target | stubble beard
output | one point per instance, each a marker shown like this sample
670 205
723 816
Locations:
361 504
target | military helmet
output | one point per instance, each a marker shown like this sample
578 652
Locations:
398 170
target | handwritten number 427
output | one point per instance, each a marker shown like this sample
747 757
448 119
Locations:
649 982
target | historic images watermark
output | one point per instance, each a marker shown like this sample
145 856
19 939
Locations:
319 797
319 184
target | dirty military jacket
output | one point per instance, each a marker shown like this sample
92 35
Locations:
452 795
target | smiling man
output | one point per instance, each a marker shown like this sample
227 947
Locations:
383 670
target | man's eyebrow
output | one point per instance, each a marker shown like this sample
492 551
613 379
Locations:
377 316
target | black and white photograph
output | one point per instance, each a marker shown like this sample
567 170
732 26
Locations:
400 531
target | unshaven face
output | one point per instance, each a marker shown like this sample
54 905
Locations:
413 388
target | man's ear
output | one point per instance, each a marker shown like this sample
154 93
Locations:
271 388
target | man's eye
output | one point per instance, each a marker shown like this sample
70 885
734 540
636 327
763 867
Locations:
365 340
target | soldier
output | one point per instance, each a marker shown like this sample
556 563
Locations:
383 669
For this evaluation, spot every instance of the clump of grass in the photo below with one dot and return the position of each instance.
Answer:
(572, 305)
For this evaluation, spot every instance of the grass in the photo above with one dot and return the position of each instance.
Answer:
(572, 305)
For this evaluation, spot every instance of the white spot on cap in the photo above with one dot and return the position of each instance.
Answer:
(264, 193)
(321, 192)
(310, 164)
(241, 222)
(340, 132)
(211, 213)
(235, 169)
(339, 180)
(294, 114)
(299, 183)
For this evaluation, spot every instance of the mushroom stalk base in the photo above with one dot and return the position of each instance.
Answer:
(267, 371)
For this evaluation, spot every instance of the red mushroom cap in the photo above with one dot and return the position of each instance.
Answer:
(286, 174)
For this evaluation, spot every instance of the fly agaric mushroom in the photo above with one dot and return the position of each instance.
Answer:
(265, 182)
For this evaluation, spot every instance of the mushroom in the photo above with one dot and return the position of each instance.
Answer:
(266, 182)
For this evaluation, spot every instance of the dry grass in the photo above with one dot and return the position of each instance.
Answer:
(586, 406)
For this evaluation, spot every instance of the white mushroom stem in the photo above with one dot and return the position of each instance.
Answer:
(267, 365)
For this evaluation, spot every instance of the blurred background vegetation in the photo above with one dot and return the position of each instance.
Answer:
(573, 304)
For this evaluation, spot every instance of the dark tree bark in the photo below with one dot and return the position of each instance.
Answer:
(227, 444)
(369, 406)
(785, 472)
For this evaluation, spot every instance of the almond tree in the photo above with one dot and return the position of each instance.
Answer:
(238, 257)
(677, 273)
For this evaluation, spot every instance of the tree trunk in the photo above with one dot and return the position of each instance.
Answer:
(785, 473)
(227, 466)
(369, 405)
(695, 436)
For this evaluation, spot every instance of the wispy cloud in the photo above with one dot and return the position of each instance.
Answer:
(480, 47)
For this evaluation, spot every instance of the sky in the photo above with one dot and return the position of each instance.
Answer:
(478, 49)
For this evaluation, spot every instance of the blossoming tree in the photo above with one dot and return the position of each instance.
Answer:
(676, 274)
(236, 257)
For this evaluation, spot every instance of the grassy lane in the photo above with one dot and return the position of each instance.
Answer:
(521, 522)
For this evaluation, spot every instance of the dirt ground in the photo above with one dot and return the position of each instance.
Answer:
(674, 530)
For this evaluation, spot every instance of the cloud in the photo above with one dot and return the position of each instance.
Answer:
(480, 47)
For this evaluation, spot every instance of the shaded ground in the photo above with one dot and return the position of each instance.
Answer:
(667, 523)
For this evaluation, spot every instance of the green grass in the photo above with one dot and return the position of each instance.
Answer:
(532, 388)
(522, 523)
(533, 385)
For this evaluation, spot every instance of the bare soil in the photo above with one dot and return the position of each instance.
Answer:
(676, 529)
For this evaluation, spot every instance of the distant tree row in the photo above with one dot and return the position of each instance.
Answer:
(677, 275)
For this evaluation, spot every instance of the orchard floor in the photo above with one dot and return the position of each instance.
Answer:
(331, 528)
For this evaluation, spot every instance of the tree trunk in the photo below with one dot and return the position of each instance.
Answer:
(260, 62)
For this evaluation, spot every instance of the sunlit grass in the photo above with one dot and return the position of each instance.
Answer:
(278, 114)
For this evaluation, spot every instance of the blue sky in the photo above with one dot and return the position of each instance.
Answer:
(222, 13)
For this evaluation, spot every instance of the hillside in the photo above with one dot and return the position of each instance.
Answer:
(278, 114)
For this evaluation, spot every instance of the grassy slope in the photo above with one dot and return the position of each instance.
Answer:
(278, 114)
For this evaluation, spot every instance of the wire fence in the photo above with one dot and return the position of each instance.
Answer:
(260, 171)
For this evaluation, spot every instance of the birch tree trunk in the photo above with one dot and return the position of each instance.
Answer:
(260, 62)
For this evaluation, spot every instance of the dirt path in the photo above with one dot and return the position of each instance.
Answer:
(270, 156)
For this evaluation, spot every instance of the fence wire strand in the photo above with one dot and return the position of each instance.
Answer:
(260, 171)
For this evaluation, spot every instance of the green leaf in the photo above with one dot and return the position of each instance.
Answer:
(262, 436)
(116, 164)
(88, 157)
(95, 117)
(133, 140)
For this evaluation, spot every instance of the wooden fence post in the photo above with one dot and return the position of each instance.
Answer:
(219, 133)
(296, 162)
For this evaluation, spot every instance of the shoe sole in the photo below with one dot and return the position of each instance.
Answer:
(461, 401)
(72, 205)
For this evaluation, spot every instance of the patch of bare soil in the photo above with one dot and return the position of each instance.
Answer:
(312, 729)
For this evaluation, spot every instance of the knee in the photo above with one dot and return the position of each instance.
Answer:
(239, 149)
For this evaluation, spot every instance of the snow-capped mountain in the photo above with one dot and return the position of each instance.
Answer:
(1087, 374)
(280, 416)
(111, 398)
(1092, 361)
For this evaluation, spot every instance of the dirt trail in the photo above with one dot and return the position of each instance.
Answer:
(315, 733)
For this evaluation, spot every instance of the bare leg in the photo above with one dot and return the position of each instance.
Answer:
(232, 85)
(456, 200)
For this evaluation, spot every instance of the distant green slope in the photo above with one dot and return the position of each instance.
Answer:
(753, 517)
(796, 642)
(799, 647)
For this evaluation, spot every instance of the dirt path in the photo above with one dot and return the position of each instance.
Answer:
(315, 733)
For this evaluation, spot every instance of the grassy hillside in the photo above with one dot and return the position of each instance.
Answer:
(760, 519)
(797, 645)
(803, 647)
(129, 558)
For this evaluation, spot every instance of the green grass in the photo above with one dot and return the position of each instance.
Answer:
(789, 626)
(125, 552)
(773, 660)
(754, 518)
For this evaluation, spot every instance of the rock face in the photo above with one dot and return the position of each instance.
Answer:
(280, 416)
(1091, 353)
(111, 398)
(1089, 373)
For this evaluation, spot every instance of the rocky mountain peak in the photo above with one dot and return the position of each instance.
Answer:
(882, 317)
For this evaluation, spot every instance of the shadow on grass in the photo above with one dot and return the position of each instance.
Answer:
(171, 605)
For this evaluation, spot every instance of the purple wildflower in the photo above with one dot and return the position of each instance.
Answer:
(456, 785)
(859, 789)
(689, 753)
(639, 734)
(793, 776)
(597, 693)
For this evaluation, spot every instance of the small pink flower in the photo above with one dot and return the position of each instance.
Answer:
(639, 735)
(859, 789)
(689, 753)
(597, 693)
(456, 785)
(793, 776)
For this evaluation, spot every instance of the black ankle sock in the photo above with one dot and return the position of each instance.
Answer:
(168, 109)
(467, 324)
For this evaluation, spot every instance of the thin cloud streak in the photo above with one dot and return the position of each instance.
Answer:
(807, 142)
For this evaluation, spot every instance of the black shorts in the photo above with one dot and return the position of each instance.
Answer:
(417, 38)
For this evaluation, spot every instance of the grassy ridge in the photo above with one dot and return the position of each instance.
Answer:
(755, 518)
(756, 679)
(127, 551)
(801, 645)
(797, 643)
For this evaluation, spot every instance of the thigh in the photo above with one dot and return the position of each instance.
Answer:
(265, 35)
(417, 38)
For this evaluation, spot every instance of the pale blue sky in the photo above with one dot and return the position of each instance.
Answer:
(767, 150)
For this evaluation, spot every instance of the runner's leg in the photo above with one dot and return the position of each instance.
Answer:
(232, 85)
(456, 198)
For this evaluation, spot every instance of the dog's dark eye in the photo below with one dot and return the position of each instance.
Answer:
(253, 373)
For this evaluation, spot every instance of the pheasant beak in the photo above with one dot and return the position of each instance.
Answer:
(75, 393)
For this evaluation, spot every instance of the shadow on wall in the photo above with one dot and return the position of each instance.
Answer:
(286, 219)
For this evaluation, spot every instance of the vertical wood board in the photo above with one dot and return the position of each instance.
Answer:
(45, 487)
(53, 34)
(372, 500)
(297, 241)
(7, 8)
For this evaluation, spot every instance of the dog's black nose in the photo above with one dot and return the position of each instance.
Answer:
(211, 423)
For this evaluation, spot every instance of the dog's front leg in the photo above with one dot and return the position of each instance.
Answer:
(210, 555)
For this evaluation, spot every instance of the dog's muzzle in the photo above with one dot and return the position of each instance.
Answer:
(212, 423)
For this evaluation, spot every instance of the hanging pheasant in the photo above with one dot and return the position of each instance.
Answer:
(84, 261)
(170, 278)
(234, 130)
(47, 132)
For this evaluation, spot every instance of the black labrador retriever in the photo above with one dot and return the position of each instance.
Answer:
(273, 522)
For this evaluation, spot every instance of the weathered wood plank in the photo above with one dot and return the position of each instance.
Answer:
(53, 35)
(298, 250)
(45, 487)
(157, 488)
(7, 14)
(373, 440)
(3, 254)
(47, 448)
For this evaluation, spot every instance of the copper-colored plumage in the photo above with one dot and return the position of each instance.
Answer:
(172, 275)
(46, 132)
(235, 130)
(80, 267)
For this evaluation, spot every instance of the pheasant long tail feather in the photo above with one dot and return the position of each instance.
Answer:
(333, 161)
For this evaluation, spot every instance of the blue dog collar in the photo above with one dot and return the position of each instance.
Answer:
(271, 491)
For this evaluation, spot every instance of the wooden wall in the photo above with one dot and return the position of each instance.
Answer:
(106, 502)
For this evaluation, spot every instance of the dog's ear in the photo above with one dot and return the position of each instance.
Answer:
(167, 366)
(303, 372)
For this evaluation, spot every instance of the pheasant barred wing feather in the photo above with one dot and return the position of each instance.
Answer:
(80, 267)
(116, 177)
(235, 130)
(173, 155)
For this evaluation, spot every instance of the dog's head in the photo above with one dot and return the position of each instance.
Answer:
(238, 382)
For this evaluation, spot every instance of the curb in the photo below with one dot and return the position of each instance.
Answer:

::::

Reproduce the data from the line containing "For this evaluation, spot every instance of the dog's ear" through the end of the data, inclusive, replacing "dog's" with "puppy's" and leaving everything else unchanged.

For this evaluation, spot every instance of the puppy's ear in the photo above with one dot and return the position of each instance.
Answer:
(167, 366)
(303, 372)
For this evaluation, spot every instance of the pheasant barred wing feather in the photo above with one dot and return the position of each instance.
Answer:
(80, 267)
(116, 177)
(235, 130)
(173, 155)
For this evaluation, spot every instance of the puppy's head in the photo above with one dot and return the position of each instance.
Answer:
(238, 382)
For this evaluation, spot every instance of the curb in the photo below with one dot and return the position of each instance.
Answer:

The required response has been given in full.